- [Input data]:
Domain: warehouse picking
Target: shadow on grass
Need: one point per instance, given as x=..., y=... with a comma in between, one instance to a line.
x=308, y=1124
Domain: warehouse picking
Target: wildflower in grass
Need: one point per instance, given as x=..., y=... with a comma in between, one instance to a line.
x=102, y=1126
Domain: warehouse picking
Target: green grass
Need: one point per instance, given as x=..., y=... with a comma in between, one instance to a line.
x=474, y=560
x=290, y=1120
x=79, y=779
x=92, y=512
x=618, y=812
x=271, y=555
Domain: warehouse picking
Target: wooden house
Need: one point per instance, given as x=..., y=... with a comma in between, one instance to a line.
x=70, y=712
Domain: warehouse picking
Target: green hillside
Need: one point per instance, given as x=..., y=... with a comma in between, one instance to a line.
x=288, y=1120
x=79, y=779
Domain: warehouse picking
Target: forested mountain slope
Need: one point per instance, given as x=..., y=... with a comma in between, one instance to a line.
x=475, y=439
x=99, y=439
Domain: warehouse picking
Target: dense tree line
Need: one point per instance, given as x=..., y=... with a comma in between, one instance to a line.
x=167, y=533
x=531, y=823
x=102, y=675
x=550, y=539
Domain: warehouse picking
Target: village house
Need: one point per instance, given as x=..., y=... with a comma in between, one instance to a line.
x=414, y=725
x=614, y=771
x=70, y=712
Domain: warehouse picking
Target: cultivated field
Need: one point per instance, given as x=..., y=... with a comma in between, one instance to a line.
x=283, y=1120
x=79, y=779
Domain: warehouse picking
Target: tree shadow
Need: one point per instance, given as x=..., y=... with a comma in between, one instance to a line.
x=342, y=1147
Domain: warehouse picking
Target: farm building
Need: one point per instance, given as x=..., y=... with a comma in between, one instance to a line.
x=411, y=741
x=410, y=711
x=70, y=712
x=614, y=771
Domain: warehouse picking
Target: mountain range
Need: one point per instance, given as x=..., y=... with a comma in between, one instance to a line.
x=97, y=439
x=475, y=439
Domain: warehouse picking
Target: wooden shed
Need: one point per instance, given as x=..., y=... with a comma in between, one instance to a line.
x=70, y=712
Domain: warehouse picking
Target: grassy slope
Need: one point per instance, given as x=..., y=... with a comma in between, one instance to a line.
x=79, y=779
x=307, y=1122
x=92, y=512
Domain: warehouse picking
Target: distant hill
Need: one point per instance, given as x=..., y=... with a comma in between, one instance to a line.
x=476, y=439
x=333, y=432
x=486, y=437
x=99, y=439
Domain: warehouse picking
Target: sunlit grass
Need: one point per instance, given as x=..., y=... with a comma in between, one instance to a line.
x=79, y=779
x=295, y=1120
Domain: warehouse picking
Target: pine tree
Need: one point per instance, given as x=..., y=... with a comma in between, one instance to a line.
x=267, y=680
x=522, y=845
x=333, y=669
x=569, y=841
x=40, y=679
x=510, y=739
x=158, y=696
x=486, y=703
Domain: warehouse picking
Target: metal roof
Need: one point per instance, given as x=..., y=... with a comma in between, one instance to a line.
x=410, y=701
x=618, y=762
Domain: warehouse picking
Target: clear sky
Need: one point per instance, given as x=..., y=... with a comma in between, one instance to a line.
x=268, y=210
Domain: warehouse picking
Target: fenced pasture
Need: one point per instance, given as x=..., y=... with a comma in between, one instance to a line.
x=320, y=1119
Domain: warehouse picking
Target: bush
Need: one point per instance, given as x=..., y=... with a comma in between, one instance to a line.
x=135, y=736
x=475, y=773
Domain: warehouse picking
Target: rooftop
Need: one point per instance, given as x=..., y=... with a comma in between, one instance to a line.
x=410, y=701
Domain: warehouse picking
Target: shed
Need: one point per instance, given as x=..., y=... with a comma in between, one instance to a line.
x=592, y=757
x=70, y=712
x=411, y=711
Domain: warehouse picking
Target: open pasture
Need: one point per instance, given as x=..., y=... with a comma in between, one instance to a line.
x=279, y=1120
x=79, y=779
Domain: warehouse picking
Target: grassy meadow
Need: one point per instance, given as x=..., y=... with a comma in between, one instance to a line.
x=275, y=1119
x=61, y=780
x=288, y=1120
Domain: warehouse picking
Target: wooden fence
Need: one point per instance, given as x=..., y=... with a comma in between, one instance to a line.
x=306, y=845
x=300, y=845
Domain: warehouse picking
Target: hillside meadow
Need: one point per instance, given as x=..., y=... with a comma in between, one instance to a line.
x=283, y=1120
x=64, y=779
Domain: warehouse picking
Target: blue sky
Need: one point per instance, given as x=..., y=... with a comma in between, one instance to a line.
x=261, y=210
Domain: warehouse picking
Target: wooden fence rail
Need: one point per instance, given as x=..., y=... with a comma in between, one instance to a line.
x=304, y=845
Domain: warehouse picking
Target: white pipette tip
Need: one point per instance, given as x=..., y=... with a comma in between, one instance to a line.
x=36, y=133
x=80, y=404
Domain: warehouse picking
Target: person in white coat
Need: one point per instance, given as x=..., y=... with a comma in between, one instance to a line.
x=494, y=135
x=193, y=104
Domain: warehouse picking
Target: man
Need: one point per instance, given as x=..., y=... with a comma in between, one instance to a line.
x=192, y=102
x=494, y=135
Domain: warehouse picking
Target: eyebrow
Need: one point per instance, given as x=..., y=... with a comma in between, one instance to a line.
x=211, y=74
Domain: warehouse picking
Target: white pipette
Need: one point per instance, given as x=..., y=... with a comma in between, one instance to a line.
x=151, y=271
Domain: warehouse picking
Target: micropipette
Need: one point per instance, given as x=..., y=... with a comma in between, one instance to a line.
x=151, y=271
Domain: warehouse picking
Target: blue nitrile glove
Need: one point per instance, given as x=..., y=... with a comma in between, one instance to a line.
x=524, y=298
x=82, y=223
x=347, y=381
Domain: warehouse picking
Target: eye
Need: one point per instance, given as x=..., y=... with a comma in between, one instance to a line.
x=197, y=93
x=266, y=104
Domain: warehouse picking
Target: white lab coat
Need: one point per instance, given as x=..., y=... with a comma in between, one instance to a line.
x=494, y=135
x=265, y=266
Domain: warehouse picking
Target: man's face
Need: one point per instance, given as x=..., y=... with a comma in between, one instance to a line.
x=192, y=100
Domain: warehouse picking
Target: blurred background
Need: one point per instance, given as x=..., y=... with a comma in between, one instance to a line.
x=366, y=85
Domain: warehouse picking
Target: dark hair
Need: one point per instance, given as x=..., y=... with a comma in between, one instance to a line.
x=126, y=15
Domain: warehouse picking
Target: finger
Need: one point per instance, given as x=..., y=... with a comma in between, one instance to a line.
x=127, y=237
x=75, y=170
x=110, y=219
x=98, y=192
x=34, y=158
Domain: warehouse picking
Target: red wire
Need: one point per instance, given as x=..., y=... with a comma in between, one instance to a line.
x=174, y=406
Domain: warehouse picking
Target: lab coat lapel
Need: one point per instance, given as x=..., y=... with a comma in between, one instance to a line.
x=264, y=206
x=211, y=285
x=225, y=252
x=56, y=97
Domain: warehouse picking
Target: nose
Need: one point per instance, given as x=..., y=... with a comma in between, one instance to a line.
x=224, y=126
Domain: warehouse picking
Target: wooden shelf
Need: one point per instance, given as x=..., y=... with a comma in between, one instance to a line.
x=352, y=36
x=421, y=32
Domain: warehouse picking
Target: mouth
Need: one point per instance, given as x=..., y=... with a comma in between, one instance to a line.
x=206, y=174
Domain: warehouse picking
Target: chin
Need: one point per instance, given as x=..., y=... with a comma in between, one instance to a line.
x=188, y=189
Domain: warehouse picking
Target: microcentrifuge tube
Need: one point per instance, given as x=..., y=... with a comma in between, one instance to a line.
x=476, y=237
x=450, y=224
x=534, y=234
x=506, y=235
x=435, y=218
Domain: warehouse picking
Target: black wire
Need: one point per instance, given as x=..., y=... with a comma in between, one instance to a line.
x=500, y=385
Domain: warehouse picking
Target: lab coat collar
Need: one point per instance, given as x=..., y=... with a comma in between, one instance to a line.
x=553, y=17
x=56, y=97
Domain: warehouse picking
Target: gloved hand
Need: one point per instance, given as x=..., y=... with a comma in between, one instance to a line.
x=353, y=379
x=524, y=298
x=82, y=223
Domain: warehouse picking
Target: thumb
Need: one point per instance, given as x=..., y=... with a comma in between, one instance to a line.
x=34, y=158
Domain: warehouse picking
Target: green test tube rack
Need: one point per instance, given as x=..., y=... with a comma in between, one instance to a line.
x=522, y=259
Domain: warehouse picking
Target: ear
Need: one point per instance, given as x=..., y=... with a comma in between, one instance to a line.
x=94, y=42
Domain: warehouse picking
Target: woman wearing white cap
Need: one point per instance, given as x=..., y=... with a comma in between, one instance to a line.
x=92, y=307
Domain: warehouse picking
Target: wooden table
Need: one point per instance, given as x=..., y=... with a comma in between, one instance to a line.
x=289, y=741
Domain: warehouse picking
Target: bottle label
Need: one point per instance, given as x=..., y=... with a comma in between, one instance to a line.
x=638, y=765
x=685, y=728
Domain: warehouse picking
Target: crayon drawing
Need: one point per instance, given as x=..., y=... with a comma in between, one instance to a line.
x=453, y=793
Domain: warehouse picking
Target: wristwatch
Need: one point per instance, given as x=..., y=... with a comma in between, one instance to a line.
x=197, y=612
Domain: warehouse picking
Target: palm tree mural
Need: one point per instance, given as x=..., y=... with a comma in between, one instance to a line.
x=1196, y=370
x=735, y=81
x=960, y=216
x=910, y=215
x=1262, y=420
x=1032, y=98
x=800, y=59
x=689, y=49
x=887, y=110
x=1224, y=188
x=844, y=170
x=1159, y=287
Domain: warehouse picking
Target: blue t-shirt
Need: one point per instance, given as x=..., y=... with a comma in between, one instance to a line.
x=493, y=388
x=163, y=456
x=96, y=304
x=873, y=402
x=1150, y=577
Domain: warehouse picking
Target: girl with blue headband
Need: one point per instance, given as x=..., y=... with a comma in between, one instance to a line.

- [What the exercise asks]:
Copy out every line of the records above that contains the string "shadow", and leave out all other lines.

- [Result of the task]:
Target: shadow on grass
Target: tree shadow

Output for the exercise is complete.